WHAT IS NEEDED: Copy out every record precisely.

* START DATA EXCERPTS *

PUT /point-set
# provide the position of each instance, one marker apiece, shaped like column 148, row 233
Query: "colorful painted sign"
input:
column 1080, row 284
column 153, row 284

* END DATA EXCERPTS *

RESULT FOR THIS EXERCISE:
PUT /point-set
# provide the position of each instance, one marker apiece, shaped like column 148, row 233
Query: "colorful painted sign"
input:
column 1080, row 284
column 153, row 284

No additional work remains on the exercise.